• _Work required_
All the entries, exactly as they read, must be written out again.

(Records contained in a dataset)

== == ==

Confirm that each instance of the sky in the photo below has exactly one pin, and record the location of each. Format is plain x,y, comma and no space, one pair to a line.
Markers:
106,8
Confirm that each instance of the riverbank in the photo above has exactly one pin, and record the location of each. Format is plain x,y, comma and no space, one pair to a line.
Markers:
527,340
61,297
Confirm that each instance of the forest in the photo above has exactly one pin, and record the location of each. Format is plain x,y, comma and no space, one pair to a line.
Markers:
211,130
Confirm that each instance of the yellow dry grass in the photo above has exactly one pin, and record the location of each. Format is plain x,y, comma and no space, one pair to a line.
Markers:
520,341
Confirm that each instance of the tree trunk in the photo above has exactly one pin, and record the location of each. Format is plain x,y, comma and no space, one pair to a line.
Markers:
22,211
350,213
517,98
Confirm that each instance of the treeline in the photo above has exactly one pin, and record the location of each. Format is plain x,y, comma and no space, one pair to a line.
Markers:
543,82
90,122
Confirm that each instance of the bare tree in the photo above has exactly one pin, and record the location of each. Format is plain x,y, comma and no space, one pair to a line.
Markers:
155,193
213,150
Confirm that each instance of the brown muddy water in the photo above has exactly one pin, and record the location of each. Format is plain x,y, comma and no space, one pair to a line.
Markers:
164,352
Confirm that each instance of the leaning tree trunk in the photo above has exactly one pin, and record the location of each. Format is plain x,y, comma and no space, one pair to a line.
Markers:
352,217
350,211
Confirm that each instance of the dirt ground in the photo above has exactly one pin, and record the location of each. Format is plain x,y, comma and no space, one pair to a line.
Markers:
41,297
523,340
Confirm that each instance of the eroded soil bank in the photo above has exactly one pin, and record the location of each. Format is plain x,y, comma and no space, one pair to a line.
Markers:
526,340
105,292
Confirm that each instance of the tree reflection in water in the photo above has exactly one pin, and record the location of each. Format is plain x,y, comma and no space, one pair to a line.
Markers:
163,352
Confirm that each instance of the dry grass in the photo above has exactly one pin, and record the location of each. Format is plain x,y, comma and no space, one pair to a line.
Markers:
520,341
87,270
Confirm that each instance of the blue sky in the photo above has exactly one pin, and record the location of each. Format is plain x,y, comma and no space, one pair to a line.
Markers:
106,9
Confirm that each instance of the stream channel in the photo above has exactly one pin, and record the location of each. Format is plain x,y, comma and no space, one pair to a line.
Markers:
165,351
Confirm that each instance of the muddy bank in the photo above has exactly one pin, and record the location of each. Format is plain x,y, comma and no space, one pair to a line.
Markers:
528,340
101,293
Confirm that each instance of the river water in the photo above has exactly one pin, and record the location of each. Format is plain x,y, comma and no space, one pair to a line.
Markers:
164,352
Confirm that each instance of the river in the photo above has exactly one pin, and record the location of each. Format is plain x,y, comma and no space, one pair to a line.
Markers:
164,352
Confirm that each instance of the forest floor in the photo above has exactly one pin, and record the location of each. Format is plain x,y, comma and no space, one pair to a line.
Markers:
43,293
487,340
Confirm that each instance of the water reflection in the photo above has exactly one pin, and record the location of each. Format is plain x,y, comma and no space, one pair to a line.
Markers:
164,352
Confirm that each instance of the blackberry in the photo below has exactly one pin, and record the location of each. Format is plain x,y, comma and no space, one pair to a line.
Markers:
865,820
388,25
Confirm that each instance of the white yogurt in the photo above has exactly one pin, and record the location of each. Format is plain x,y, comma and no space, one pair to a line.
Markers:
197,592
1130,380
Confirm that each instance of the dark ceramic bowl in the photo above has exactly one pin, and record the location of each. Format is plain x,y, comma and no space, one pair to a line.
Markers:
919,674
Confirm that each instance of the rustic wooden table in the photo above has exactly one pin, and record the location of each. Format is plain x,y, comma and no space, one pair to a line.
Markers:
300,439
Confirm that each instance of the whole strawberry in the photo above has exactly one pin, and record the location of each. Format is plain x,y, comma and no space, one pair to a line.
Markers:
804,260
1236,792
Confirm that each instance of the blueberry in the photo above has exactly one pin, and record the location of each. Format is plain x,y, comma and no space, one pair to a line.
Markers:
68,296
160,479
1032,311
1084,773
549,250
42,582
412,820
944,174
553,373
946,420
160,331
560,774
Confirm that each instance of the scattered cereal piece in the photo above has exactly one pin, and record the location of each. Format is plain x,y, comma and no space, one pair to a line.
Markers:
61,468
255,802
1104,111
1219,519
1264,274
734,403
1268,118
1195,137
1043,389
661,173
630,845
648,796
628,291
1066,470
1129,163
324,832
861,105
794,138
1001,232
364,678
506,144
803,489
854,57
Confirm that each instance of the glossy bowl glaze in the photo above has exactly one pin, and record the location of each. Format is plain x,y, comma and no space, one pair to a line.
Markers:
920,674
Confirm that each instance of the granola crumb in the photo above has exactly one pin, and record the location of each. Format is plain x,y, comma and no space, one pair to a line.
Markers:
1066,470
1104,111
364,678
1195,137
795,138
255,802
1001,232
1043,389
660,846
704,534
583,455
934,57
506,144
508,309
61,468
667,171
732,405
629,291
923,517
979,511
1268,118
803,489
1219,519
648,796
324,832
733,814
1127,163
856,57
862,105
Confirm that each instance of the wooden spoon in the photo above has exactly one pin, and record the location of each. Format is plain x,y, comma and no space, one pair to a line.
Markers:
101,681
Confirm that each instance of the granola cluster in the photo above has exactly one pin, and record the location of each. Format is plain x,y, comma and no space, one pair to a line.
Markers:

== == ==

• _Solution to this problem_
Confirm that each instance of the sky in the photo below has exactly one pin, and record the location of each. Format is plain x,y, comma and no space, one pair to a line.
Markers:
106,8
Confirm that each instance of the riverbank in the photo above has exactly one pin, and record the location of each. Format is plain x,y, comma and no space, one pair to a line.
Markers:
527,340
61,297
Confirm that each instance of the forest in the photo above has exactly one pin, and record the location of each. Format is plain x,y, comma and no space, one pair to a line.
Markers:
211,130
Confirm that each instance of the yellow dry grass in the photo above has exactly one pin, and record the location of each. Format is plain x,y, comma and no space, one pair to a line.
Markers:
520,341
Confirm that each instance of the tree trunk in the photo above has exactly one pin, and record the location of each. Format is plain x,y, comma and no space, one pair to a line.
Markers:
22,211
350,213
517,98
Confirm that each instance of the treeline in the photo above has exactly one pin, and record the location of each. Format is plain x,y, comma and no space, one pair to a line.
Markers:
543,82
90,122
Confirm that each instance of the bare tree in the photo above has exactly one pin, and record the location of each. Format is plain x,y, comma and no space, one pair to a line.
Markers:
155,193
213,150
Confirm that each instance of the brown muddy water in the photo above has exactly one pin, and record the location of each. Format is plain x,y, comma and no space, one pair to a line.
Markers:
164,352
Confirm that each instance of the leaning tree trunk in the photo above has exactly one pin, and record the location of each. Format is plain x,y, comma and no space, one pair to a line.
Markers:
352,217
350,211
Confirm that each instance of the dirt ground in the photo above has exactly one pin, and record the location of each. Format is plain x,y, comma and no space, one pair to a line.
Markers:
41,297
523,340
Confirm that each instance of the eroded soil bank in the photo above has exactly one pin, and record the location of each. Format is plain x,y, comma and no space, one pair to a line.
Markers:
526,340
105,292
Confirm that each instance of the tree reflection in water in the photo above has exactly one pin, and record the location of each. Format is plain x,y, comma and no space, one pair to a line.
Markers:
163,352
Confirm that each instance of the dry grass in the photo above has exactly one pin, and record the location of each. Format is plain x,y, comma and no space, one pair to a line.
Markers:
520,341
87,270
Confirm that each instance of the blue sky in the photo above has exactly one pin, and record the location of each. Format is plain x,y, comma and no space, one pair to a line.
Markers:
106,9
Confirm that each instance of the stream channel in the photo above has exactly one pin, and record the location of each. Format is plain x,y, comma and no space, one pair to a line.
Markers:
165,351
Confirm that each instance of the muddy bank in the photo above has exactly one pin, and record the location of each. Format is plain x,y, comma and no space, one pair to a line.
Markers:
528,340
101,293
Confirm that each instance of the river water in the photo above has exactly one pin, and record the location of each. Format is plain x,y, comma and no space, one pair to a line.
Markers:
164,352
Confirm that each instance of the river in the photo above has exactly one pin, and record the location of each. Format is plain x,y, comma and no space, one pair to a line.
Markers:
164,352
Confirm that each instance of the forest floor in the photo above has exactly one pin, and record the location of each. Format is plain x,y, comma and no space, one pair to a line.
Markers:
43,293
487,340
Confirm that each instance of the water reflection in the photo above has exactly one pin, and record the location of each. Format is plain x,y, comma and no space, one pair to a line.
Markers:
164,352
Confirm that each instance of the blackberry in the photo below has exactly one pin, and record the location of each. Format is plain x,y, comma and no space, one pair to a line.
Markers:
865,820
388,25
Confirm that each instance of the white yogurt in the photo above has exactly one pin, and record the location of each. Format is plain x,y, comma and no space, one pair to a line.
Markers:
197,592
1130,380
Confirm that each instance of the dark ceramic bowl in the photo above has exactly one pin, and record the location of each. Format is plain x,y, comma and no space, one pair to a line.
Markers:
919,674
Confirm that each instance of the rustic wooden table in the photo above has exactly one pin, and record the location of each. Format is plain x,y, comma and no space, one pair to a line.
Markers:
300,439
Confirm that each instance of the whole strawberry in the photo above has exactly one pin, and record the location of each. Format is plain x,y, comma and no space, one pair to a line.
Markers:
804,260
1236,792
Confirm that each instance of the blueberry in the photo above has exactly one pin, and record the location of each. Format is plain x,y, comma and no space, one pair to a line.
Markers:
68,296
160,479
1032,311
1084,773
549,250
42,582
412,820
944,174
553,373
946,420
160,331
560,774
Confirm that each instance of the scattered cereal piece in the photo above has exactly one pin, and record the location of each. Format is plain x,y, comma and no space, one pair to a line.
Markers:
61,468
255,802
1104,111
1219,519
1264,274
734,403
1268,118
1195,137
1043,389
661,173
630,845
648,796
628,291
1066,470
1129,163
324,832
861,105
794,138
1001,232
364,678
506,144
803,489
854,57
Confirm that each instance of the glossy bowl glaze in the photo above has exactly one pin, and record the location of each. Format is plain x,y, comma and no space, one pair to a line.
Markers:
920,674
Confirm that each instance of the granola crumb in the photo above has exactly one pin, and record the location of each. Format is plain x,y, comma and no space, one pair to a line.
Markers:
1066,470
1104,111
364,678
1195,137
795,138
255,802
1001,232
1043,389
660,846
704,534
583,455
934,57
506,144
508,309
61,468
667,171
732,405
629,291
923,517
979,511
1268,118
803,489
1219,519
648,796
324,832
733,814
1127,163
856,57
862,105
Confirm that each instance of the wooden spoon in the photo above has exactly one pin, and record the location of each. Format is plain x,y, comma and no space, one pair to a line.
Markers:
101,681
Confirm that each instance of the granola cluster in the photo above has exactly one pin, and record the location of each. Format is plain x,y, comma and no space, one pair to a line.
Markers:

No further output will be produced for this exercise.